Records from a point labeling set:
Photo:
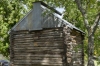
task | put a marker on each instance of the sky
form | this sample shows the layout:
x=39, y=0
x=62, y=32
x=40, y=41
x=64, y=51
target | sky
x=61, y=10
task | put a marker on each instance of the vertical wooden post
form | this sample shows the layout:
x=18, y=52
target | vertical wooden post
x=11, y=47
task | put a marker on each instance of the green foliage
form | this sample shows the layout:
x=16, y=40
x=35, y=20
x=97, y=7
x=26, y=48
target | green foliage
x=73, y=15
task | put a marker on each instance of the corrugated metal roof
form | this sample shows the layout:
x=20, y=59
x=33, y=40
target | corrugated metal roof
x=36, y=19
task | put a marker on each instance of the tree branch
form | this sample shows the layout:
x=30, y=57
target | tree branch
x=83, y=12
x=94, y=26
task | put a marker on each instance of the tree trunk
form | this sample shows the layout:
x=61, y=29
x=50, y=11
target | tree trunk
x=90, y=49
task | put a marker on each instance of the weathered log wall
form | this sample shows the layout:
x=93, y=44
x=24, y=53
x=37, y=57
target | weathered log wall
x=37, y=48
x=48, y=47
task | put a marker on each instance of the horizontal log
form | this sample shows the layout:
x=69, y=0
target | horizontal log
x=37, y=58
x=39, y=51
x=34, y=64
x=37, y=45
x=43, y=55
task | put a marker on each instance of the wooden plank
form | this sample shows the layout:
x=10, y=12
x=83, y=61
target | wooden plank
x=35, y=48
x=34, y=64
x=38, y=45
x=42, y=55
x=39, y=51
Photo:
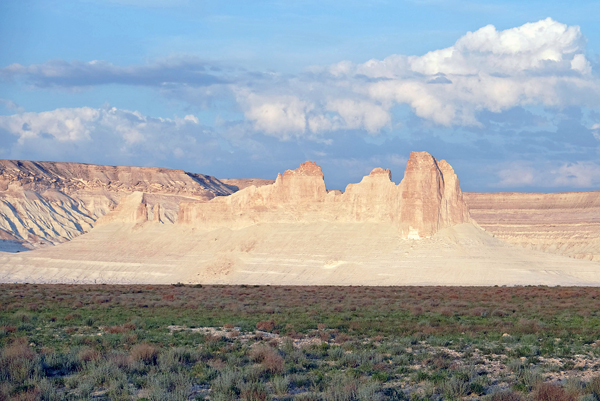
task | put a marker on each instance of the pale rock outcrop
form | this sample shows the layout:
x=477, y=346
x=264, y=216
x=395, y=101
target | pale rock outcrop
x=431, y=197
x=562, y=223
x=427, y=200
x=46, y=203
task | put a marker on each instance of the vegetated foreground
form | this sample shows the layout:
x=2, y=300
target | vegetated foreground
x=298, y=343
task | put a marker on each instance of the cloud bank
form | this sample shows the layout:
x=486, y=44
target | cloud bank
x=528, y=94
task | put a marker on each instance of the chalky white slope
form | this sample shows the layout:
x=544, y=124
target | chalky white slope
x=296, y=232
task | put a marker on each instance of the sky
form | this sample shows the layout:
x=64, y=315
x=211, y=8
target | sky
x=508, y=92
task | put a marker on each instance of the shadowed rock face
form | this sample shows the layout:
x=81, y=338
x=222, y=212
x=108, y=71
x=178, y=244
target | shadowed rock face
x=43, y=203
x=427, y=200
x=431, y=197
x=563, y=223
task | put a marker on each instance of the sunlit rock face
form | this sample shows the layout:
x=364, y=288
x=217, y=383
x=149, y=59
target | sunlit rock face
x=428, y=199
x=431, y=197
x=47, y=203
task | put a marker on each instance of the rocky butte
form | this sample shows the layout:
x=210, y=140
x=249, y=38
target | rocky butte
x=294, y=231
x=427, y=200
x=46, y=203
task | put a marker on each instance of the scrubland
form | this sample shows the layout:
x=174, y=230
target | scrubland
x=117, y=342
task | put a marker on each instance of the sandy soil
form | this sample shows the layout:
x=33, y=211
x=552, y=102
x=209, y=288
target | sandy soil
x=292, y=254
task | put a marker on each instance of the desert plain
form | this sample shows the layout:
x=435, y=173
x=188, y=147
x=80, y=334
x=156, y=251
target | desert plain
x=100, y=224
x=132, y=283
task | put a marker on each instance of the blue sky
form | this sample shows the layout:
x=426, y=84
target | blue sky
x=507, y=91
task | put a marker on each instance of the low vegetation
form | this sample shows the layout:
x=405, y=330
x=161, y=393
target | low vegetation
x=117, y=342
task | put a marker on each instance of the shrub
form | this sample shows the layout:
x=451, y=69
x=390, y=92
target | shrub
x=18, y=362
x=551, y=392
x=265, y=325
x=506, y=395
x=594, y=387
x=281, y=384
x=144, y=352
x=269, y=358
x=254, y=391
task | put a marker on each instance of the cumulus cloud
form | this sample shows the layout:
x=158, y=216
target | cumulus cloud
x=540, y=63
x=181, y=70
x=578, y=175
x=106, y=135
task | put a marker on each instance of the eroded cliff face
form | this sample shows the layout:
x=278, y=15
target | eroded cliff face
x=427, y=200
x=43, y=203
x=563, y=223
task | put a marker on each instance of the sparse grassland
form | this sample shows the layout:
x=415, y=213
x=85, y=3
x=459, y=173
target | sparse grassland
x=298, y=343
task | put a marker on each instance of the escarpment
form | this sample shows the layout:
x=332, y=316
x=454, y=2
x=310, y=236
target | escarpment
x=296, y=232
x=46, y=203
x=426, y=200
x=562, y=223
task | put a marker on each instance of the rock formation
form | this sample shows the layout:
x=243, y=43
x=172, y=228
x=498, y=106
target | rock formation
x=563, y=223
x=44, y=203
x=427, y=200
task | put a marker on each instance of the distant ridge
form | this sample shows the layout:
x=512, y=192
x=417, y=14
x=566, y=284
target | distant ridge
x=295, y=232
x=46, y=203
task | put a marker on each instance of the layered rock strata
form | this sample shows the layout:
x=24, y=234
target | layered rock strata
x=44, y=203
x=426, y=200
x=563, y=223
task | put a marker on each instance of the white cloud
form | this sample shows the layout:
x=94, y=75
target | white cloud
x=62, y=124
x=583, y=174
x=576, y=175
x=360, y=114
x=541, y=63
x=282, y=116
x=105, y=134
x=516, y=176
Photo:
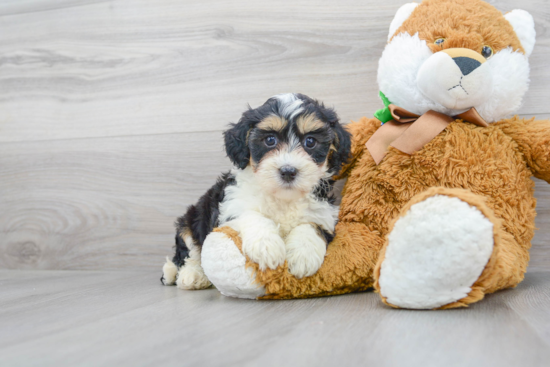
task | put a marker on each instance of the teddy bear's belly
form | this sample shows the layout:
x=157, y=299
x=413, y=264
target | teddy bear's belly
x=482, y=160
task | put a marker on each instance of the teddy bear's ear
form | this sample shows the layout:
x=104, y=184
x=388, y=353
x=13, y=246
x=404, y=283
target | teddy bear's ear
x=524, y=26
x=402, y=15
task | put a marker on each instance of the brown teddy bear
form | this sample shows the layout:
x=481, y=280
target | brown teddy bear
x=438, y=208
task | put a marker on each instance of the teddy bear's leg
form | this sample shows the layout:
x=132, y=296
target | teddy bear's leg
x=446, y=249
x=347, y=267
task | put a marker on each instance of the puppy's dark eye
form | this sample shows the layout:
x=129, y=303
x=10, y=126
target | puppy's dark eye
x=486, y=52
x=310, y=142
x=270, y=141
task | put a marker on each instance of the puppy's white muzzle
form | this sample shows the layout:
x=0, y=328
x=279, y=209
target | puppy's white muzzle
x=456, y=78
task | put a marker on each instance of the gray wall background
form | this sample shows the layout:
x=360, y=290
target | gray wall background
x=111, y=112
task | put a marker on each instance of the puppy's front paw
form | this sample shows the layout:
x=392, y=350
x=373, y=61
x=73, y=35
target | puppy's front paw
x=305, y=251
x=267, y=249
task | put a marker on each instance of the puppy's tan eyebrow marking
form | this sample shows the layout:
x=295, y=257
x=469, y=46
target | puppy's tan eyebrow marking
x=309, y=123
x=275, y=123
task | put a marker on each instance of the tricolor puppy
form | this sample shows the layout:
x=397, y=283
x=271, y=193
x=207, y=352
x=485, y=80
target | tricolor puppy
x=278, y=196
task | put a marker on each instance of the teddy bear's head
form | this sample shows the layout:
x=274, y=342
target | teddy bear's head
x=452, y=55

## What is asked
Update the listing by replacing "put a marker" with "place a point" everywhere it occurs, and give the lines back with nothing else changed. Omit the pictures from your answer.

## Completed exercise
Photo:
task | place a point on each instance of the sky
form | this sample shows the layout:
x=39, y=0
x=62, y=32
x=40, y=41
x=64, y=51
target | sky
x=61, y=10
task | place a point on each instance of the vertical wooden post
form | this sample shows the layout:
x=18, y=52
target | vertical wooden post
x=11, y=47
task | place a point on each instance of the green foliage
form | this sample shows the layout:
x=16, y=40
x=35, y=20
x=97, y=7
x=26, y=48
target | green foliage
x=73, y=15
task | place a point on each instance of the corrugated metal roof
form | this sample shows the layout:
x=20, y=59
x=33, y=40
target | corrugated metal roof
x=36, y=19
task | place a point on each instance of the tree branch
form | this sample shows the layout:
x=30, y=57
target | tree branch
x=83, y=12
x=94, y=26
task | place a point on each instance of the tree trunk
form | this sample shows the layout:
x=61, y=29
x=50, y=11
target | tree trunk
x=90, y=49
task | place a point on each instance of the weathered log wall
form | this sample shows the layout:
x=93, y=44
x=24, y=53
x=37, y=57
target | weathered log wall
x=37, y=48
x=48, y=47
task | place a point on each instance of the horizontal log
form | this sample shows the layout:
x=69, y=0
target | horizontal log
x=37, y=58
x=39, y=51
x=34, y=64
x=37, y=45
x=43, y=55
task | place a point on each instance of the wooden plank
form | this sample shows the layout:
x=10, y=12
x=83, y=61
target | wooden plank
x=35, y=48
x=34, y=64
x=38, y=45
x=42, y=55
x=39, y=51
Photo:
task | place a point on each instance of the pale rock outcrop
form | this sample shows the layout:
x=477, y=346
x=264, y=216
x=395, y=101
target | pale rock outcrop
x=431, y=197
x=562, y=223
x=427, y=200
x=46, y=203
task | place a point on each instance of the vegetated foreground
form | this sample shows the layout:
x=2, y=300
target | vegetated foreground
x=298, y=343
task | place a point on each instance of the cloud bank
form | this sample shows the layout:
x=486, y=44
target | cloud bank
x=528, y=94
task | place a point on each instance of the chalky white slope
form | this sample shows the layout:
x=544, y=124
target | chalky white slope
x=296, y=232
task | place a point on each instance of the sky
form | this sample shows the layout:
x=64, y=315
x=211, y=8
target | sky
x=508, y=92
task | place a point on each instance of the shadowed rock face
form | this sample shows the layout:
x=81, y=338
x=222, y=212
x=108, y=71
x=178, y=244
target | shadowed rock face
x=43, y=203
x=427, y=200
x=431, y=197
x=563, y=223
task | place a point on each instance of the sunlit rock face
form | this sample shows the layout:
x=364, y=288
x=217, y=383
x=149, y=59
target | sunlit rock face
x=428, y=199
x=431, y=197
x=47, y=203
task | place a point on each instance of the rocky butte
form | this sample shows the layout:
x=210, y=140
x=249, y=38
target | rocky butte
x=294, y=231
x=427, y=200
x=46, y=203
task | place a point on each instance of the scrubland
form | this sample shows the layout:
x=174, y=230
target | scrubland
x=117, y=342
task | place a point on each instance of the sandy soil
form | this sample shows the layout:
x=33, y=211
x=552, y=102
x=209, y=288
target | sandy soil
x=292, y=254
task | place a point on each instance of the desert plain
form | this sample shows the layout:
x=435, y=173
x=188, y=147
x=80, y=334
x=156, y=251
target | desert plain
x=100, y=224
x=132, y=283
task | place a point on each instance of the blue sky
form | this sample shows the layout:
x=426, y=84
target | blue sky
x=507, y=91
task | place a point on each instance of the low vegetation
form | this sample shows the layout:
x=405, y=330
x=161, y=393
target | low vegetation
x=117, y=342
task | place a point on each instance of the shrub
form | this sample shows the layout:
x=451, y=69
x=390, y=92
target | shrub
x=18, y=362
x=551, y=392
x=265, y=325
x=506, y=395
x=594, y=387
x=281, y=384
x=144, y=352
x=269, y=358
x=254, y=391
task | place a point on each instance of the cumulus cloud
form | this sample shows the layout:
x=158, y=216
target | cumulus cloud
x=540, y=63
x=181, y=70
x=578, y=175
x=106, y=135
task | place a point on each instance of the eroded cliff face
form | this sample shows the layout:
x=278, y=15
target | eroded cliff face
x=427, y=200
x=43, y=203
x=563, y=223
task | place a point on each instance of the sparse grassland
form | this sample shows the layout:
x=415, y=213
x=85, y=3
x=459, y=173
target | sparse grassland
x=298, y=343
task | place a point on each instance of the escarpment
form | this sample shows the layout:
x=332, y=316
x=454, y=2
x=310, y=236
target | escarpment
x=296, y=232
x=46, y=203
x=426, y=200
x=562, y=223
task | place a point on each instance of the rock formation
form | this sample shows the layout:
x=243, y=43
x=172, y=228
x=498, y=106
target | rock formation
x=563, y=223
x=44, y=203
x=427, y=200
task | place a point on each instance of the distant ridge
form | this sample shows the layout:
x=512, y=192
x=417, y=14
x=566, y=284
target | distant ridge
x=295, y=232
x=46, y=203
task | place a point on each instance of the layered rock strata
form | this sample shows the layout:
x=24, y=234
target | layered rock strata
x=44, y=203
x=426, y=200
x=563, y=223
task | place a point on each instance of the white cloud
form | this sample shows the layout:
x=94, y=75
target | white cloud
x=62, y=124
x=583, y=174
x=576, y=175
x=360, y=114
x=541, y=63
x=282, y=116
x=105, y=134
x=516, y=176
Photo:
task | place a point on each instance of the teddy bear's belly
form | this sample shows the layout:
x=157, y=299
x=413, y=264
target | teddy bear's belly
x=482, y=160
task | place a point on each instance of the teddy bear's ear
form | this sample shows the layout:
x=104, y=184
x=388, y=353
x=13, y=246
x=404, y=283
target | teddy bear's ear
x=524, y=26
x=402, y=15
task | place a point on each instance of the brown teddy bear
form | this sample shows the layout:
x=481, y=280
target | brown teddy bear
x=438, y=208
task | place a point on each instance of the teddy bear's leg
form | this sample shows the layout:
x=132, y=296
target | teddy bear's leg
x=446, y=249
x=347, y=267
task | place a point on each instance of the puppy's dark eye
form | this sample shows the layout:
x=129, y=303
x=10, y=126
target | puppy's dark eye
x=486, y=52
x=310, y=142
x=270, y=141
task | place a point on each instance of the puppy's white muzzle
form | this sample shows the layout:
x=0, y=328
x=279, y=209
target | puppy's white muzzle
x=456, y=78
task | place a point on each instance of the gray wall background
form | this sample shows the layout:
x=360, y=290
target | gray wall background
x=111, y=112
task | place a point on each instance of the puppy's front paw
form | this sample shows the layout:
x=392, y=350
x=373, y=61
x=73, y=35
target | puppy's front paw
x=305, y=251
x=267, y=249
task | place a point on each instance of the puppy's tan eyebrow marking
form | this sample shows the layout:
x=295, y=257
x=469, y=46
target | puppy's tan eyebrow marking
x=309, y=123
x=275, y=123
task | place a point on each instance of the tricolor puppy
form | this sample shows the layout:
x=397, y=283
x=271, y=193
x=207, y=352
x=485, y=80
target | tricolor puppy
x=278, y=196
task | place a point on each instance of the teddy bear's head
form | this sample shows the layout:
x=274, y=342
target | teddy bear's head
x=452, y=55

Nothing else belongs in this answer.